Hi, John,
                The internal mechanism is very clear to me now.

                And do you have any thought about the dead lock on main thread?

BR/Lollita Liu

From: John Lo (loj) [mailto:l...@cisco.com]
Sent: Tuesday, January 23, 2018 11:18 AM
To: Lollita Liu <lollita....@ericsson.com>; vpp-dev@lists.fd.io
Cc: David Yu Z <david.z...@ericsson.com>; Kingwel Xie 
<kingwel....@ericsson.com>; Terry Zhang Z <terry.z.zh...@ericsson.com>; Jordy 
You <jordy....@ericsson.com>
Subject: RE: Question and bug found on GTP performance testing

Hi Lolita,

Thank you for providing information from your performance test with observed 
behavior and problems.

On interface creation, including tunnels, VPP always creates dedicated output 
and tx nodes for each interface. As you correctly observed, these dedicated tx 
and output nodes are not used for most tunnel interfaces such as GTPU and 
VXLAN. All these tunnel interfaces of the same tunnel type would use an 
existing tunnel type specific encap node as their output nodes.

I can see that for large scale tunnel deployments, creation of a large number 
of these not-used output and tx nodes can be an issue, especially when multiple 
worker threads are used. The worker threads will be blocked from forwarding 
packets while the main thread is busy creating these nodes and do setups for 
multiple worker threads.

I believe we should improve VPP interface creation to allow a way for creating 
interfaces, such as tunnels, where existing (encap-)nodes can be specified as 
interface output nodes without creating dedicated tx and output nodes.

Your observation that the forwarding PPS impact only occur during initial 
tunnel creation and not subsequent delete and create is as expected. It is 
because on tunnel deletion, the associated interfaces are not deleted but kept 
in a reused pool for subsequent creation of the same tunnel type. It may not be 
the best approach for interface usage flexibility but it certainly helps with 
efficiency of tunnel delete and create cases.

I will work on the interface creation improvement described above when I get a 
chance.  I can let you know when a patch is available on vpp master for you to 
try.  As for 18.01 release, it is probably too late to include this improvement.

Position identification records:

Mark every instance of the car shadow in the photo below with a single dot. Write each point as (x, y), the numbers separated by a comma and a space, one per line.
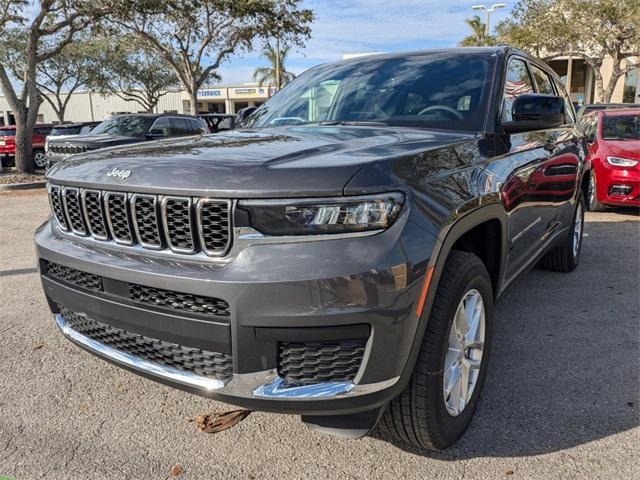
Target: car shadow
(565, 364)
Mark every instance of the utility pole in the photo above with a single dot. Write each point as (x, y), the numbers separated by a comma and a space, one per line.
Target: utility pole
(488, 11)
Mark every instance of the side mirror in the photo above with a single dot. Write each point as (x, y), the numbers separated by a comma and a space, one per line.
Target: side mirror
(243, 113)
(534, 111)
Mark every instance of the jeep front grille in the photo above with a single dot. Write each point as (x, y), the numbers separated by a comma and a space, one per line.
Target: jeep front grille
(184, 225)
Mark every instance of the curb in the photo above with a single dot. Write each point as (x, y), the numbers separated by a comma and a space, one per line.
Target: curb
(23, 186)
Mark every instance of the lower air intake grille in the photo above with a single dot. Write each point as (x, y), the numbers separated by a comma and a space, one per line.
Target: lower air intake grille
(304, 363)
(178, 301)
(208, 364)
(74, 277)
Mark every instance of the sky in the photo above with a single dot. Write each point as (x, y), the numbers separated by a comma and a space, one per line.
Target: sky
(350, 26)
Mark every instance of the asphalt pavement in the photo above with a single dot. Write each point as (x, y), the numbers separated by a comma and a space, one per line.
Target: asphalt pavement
(562, 398)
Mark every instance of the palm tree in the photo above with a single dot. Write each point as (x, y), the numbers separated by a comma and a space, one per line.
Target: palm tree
(478, 37)
(268, 74)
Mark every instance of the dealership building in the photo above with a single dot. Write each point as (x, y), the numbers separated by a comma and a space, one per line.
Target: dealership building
(89, 106)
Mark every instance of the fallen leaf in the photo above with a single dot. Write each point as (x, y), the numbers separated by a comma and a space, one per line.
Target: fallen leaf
(220, 421)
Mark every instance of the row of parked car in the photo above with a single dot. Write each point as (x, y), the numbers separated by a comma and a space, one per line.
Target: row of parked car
(52, 143)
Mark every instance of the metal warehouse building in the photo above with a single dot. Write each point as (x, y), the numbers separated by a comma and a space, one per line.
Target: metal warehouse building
(90, 106)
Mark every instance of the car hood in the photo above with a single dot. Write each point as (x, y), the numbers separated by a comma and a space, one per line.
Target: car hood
(624, 148)
(296, 161)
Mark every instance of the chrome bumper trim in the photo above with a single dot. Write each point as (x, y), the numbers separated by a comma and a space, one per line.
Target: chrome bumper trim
(265, 384)
(278, 389)
(137, 363)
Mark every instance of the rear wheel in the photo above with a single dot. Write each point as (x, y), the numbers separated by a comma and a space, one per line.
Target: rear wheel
(593, 203)
(565, 257)
(39, 159)
(437, 406)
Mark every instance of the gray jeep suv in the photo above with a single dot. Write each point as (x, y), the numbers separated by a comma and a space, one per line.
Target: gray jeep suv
(336, 257)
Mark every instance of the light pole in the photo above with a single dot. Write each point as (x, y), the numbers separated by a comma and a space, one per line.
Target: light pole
(488, 11)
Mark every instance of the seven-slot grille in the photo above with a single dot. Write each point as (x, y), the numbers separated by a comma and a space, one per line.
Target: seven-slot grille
(182, 225)
(205, 363)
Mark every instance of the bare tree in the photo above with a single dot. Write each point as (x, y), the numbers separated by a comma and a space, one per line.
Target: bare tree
(195, 37)
(48, 26)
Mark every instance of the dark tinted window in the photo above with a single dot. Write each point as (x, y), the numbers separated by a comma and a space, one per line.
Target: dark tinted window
(568, 106)
(162, 127)
(127, 126)
(621, 127)
(517, 82)
(543, 81)
(435, 90)
(42, 130)
(180, 126)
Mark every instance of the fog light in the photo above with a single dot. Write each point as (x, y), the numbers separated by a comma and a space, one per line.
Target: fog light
(620, 190)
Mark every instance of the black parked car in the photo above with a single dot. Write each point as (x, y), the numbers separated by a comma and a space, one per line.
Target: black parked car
(124, 130)
(218, 122)
(339, 256)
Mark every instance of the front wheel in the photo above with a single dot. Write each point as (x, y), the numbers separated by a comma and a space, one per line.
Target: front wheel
(438, 404)
(39, 159)
(565, 257)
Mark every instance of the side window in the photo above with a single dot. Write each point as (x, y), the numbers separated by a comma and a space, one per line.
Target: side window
(179, 126)
(161, 127)
(517, 82)
(568, 106)
(543, 81)
(195, 127)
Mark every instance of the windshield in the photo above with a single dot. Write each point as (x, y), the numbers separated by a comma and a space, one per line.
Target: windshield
(65, 130)
(621, 127)
(431, 90)
(126, 126)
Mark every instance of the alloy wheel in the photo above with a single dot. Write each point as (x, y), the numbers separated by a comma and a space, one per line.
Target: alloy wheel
(464, 354)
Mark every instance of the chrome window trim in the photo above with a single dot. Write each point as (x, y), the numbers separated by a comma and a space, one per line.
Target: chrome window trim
(58, 188)
(107, 195)
(200, 232)
(82, 233)
(134, 220)
(163, 207)
(83, 195)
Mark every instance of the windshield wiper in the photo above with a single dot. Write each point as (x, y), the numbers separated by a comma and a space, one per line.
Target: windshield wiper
(354, 122)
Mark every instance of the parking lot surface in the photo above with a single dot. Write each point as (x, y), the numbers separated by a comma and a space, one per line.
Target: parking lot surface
(562, 398)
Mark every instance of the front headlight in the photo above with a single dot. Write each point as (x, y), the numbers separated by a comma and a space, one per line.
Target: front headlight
(621, 162)
(323, 215)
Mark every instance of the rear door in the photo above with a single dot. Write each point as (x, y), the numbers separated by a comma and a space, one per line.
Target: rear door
(543, 176)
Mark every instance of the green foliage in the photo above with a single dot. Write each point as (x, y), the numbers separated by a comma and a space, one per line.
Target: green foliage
(267, 75)
(196, 36)
(478, 37)
(123, 66)
(590, 29)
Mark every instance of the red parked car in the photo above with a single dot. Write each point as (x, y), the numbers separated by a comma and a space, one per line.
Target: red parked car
(8, 144)
(614, 154)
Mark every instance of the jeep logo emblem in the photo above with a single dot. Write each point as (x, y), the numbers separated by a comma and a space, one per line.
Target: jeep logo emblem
(119, 173)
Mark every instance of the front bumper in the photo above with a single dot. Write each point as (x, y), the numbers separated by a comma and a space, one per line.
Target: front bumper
(306, 291)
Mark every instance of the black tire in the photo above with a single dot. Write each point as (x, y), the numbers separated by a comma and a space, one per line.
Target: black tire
(39, 159)
(419, 414)
(592, 196)
(564, 258)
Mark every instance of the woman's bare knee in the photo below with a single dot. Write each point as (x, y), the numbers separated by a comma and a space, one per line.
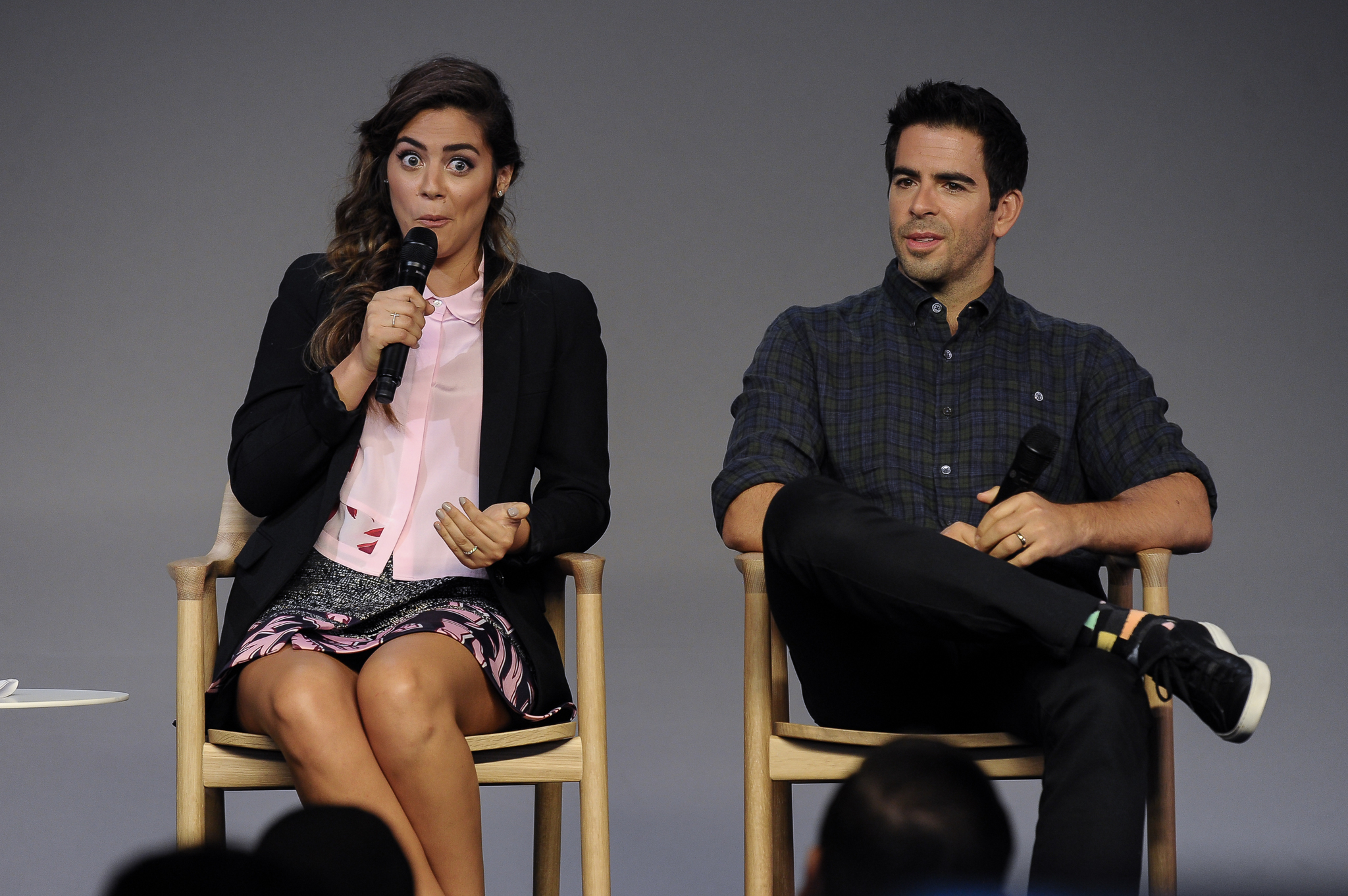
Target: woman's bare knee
(298, 698)
(401, 703)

[COMPLETE THE FOLLOWING]:
a) Extract everything from "BR/Lollita Liu" down to "behavior and problems." in the GTP performance thread.
b) Extract each line of the records that contains the string "grille".
These records are unrelated to the GTP performance thread.

[OUTPUTS IN ORDER]:
a)
BR/Lollita Liu

From: John Lo (loj) [mailto:l...@cisco.com]
Sent: Tuesday, January 23, 2018 11:18 AM
To: Lollita Liu <lollita....@ericsson.com>; vpp-dev@lists.fd.io
Cc: David Yu Z <david.z...@ericsson.com>; Kingwel Xie 
<kingwel....@ericsson.com>; Terry Zhang Z <terry.z.zh...@ericsson.com>; Jordy 
You <jordy....@ericsson.com>
Subject: RE: Question and bug found on GTP performance testing

Hi Lolita,

Thank you for providing information from your performance test with observed 
behavior and problems.

b)
Mark every instance of the jeep front grille in the photo above with a single dot. Write each point as (x, y), the numbers separated by a comma and a space, one per line.
Target: jeep front grille
Mark every instance of the lower air intake grille in the photo above with a single dot. Write each point as (x, y), the numbers separated by a comma and a space, one per line.
Target: lower air intake grille
Mark every instance of the seven-slot grille in the photo above with a single dot. Write each point as (x, y), the numbers separated by a comma and a space, one per line.
Target: seven-slot grille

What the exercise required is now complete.